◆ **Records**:
========
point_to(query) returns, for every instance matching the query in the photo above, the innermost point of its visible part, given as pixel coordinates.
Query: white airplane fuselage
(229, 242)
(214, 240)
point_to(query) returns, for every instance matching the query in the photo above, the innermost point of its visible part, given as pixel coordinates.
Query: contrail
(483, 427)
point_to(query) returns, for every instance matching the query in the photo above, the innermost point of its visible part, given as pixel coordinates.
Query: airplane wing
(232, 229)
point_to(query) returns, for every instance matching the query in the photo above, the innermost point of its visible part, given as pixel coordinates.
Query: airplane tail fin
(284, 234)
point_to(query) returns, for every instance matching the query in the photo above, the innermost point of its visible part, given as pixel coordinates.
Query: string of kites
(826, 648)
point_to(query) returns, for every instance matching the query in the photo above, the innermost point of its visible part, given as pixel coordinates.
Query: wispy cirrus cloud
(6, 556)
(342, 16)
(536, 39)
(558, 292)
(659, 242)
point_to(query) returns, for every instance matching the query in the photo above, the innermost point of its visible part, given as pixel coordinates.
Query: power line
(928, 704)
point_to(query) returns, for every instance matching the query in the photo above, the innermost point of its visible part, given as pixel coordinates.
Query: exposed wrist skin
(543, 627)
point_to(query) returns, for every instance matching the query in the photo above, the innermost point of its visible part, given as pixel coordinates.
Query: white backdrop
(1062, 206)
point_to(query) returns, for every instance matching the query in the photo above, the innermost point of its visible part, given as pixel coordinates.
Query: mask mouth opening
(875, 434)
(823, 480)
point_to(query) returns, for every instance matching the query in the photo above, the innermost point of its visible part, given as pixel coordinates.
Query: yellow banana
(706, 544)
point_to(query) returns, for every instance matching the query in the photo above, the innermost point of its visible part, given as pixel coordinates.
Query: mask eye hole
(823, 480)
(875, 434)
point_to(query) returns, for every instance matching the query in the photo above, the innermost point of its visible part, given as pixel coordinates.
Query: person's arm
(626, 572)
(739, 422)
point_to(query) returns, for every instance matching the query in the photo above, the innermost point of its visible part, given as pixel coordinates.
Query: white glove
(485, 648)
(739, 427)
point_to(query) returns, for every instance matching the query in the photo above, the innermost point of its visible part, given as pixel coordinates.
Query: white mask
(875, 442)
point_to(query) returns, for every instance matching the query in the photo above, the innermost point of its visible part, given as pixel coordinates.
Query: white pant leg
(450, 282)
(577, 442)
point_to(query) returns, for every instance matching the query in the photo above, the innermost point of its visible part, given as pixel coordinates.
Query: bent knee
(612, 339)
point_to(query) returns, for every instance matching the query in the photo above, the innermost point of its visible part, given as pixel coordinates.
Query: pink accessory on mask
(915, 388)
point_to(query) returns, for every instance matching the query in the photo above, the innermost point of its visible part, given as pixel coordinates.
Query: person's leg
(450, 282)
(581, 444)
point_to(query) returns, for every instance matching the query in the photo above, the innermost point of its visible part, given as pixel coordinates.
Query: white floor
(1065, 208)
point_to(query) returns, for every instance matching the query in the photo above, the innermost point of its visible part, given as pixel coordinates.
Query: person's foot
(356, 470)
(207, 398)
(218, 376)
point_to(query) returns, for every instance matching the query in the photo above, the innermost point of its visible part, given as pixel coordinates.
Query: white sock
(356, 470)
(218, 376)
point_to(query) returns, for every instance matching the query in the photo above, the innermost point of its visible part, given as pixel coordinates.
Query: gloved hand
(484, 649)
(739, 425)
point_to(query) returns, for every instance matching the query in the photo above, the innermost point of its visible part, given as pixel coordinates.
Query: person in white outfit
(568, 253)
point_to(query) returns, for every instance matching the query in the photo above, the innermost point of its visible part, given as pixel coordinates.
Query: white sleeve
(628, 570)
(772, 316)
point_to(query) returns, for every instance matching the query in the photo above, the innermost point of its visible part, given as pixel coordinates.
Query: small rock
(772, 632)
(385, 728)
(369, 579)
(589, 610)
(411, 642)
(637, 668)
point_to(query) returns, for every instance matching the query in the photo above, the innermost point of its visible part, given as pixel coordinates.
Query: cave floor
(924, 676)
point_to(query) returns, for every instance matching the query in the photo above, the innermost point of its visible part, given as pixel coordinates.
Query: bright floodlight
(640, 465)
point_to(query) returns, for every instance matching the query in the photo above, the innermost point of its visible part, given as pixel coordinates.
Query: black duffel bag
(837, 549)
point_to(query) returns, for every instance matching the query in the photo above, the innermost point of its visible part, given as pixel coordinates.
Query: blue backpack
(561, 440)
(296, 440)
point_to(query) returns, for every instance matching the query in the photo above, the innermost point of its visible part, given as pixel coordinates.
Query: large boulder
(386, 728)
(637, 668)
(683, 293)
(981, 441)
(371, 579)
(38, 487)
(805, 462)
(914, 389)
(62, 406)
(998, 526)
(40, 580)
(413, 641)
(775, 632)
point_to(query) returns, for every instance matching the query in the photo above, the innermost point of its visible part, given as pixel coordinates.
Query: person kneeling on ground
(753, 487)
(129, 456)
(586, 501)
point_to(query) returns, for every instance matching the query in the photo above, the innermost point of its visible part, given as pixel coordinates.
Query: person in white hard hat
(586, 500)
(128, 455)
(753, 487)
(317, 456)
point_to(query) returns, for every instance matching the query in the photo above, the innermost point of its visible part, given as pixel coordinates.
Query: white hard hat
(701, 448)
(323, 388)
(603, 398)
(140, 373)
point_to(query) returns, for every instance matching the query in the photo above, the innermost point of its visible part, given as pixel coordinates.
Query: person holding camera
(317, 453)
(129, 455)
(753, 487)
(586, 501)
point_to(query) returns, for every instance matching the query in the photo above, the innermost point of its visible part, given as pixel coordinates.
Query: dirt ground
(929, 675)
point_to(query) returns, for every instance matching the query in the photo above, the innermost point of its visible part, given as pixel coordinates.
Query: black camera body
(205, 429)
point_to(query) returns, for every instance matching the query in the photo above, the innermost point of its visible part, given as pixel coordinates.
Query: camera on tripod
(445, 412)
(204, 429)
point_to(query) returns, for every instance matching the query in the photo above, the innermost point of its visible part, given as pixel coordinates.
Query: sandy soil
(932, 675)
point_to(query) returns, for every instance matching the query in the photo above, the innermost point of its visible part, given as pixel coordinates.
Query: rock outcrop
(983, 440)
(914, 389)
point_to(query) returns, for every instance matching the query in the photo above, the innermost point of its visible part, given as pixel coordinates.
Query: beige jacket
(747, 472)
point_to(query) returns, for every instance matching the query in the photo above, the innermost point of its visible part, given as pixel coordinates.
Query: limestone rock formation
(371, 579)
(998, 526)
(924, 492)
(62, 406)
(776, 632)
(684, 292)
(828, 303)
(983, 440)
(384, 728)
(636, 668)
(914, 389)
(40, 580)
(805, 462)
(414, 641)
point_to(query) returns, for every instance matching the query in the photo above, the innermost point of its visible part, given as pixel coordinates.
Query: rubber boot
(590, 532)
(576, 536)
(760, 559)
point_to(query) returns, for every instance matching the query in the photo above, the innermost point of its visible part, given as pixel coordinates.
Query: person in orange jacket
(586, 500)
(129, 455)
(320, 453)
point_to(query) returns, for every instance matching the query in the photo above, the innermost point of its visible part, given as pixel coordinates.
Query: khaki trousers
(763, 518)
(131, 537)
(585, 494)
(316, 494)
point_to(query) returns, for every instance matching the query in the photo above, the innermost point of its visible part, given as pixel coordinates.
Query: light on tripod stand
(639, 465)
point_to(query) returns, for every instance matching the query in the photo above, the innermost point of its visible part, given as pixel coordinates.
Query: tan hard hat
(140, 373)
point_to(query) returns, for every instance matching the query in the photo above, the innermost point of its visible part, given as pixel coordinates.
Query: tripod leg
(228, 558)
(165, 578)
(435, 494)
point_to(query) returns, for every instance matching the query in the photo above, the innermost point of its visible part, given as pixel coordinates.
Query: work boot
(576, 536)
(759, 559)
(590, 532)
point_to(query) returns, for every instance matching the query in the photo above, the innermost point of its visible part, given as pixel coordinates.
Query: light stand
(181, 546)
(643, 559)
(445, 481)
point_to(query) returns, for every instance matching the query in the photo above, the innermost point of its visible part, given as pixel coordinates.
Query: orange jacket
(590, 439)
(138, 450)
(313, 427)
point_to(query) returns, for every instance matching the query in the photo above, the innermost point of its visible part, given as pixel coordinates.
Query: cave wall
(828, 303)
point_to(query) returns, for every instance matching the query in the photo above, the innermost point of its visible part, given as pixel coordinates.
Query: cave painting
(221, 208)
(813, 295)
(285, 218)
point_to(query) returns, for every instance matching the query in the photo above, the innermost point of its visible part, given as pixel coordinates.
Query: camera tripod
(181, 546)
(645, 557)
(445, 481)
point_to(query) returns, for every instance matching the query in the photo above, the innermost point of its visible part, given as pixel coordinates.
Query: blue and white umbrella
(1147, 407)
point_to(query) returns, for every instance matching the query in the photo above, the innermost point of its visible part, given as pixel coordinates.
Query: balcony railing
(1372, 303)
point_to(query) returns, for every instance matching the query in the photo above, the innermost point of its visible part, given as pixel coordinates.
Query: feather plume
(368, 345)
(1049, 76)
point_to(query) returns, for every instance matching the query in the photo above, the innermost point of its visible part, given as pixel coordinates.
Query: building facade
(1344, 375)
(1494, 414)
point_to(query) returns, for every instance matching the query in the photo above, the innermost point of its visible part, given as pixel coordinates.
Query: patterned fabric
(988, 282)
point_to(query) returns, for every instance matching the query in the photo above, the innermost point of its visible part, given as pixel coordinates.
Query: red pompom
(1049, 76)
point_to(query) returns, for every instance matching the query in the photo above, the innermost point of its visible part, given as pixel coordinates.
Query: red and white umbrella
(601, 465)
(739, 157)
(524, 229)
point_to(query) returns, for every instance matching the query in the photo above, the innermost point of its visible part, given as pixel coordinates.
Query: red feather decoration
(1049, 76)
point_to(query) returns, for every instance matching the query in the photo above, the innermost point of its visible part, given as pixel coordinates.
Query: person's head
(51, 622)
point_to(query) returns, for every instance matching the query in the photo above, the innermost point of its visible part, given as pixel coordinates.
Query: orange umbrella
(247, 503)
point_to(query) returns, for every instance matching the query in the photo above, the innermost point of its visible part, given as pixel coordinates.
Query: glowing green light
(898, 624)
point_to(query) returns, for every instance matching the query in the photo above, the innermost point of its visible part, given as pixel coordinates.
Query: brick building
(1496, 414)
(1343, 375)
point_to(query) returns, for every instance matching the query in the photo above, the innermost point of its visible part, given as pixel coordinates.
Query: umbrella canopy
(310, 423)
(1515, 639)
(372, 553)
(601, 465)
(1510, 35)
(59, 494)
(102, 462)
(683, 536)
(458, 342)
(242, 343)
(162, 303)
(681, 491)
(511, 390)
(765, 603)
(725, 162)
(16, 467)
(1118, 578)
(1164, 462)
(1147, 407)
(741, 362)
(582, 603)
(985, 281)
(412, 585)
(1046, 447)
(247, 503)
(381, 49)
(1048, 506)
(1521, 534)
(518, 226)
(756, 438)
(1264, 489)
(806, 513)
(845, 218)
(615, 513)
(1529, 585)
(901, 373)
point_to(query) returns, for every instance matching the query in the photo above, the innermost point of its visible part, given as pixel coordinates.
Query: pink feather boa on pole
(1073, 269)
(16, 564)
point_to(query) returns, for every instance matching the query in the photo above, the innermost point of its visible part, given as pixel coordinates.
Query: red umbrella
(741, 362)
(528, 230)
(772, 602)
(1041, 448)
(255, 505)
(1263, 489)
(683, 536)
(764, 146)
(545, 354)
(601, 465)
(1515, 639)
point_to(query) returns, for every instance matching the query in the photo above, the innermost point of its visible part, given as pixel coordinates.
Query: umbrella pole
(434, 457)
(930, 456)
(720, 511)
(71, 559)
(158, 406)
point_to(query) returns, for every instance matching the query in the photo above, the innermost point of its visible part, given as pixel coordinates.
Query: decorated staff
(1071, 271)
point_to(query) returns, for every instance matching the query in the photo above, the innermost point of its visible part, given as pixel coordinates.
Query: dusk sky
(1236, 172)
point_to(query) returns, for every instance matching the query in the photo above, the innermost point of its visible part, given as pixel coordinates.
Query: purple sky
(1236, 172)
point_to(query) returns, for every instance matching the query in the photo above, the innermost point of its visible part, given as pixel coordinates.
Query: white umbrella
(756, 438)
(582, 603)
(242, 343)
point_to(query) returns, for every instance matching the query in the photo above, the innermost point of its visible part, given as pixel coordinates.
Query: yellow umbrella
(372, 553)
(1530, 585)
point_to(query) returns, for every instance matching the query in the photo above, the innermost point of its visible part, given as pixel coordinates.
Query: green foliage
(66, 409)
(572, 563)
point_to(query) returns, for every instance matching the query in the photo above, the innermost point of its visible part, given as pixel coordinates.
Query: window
========
◆ **WHAT YOU WILL DO**: Please find each line in the records above that contains the word "pink", and copy those lines.

◆ **EXPECTED ANSWER**:
Query: pink accessory on mask
Query: pink feather boa on pole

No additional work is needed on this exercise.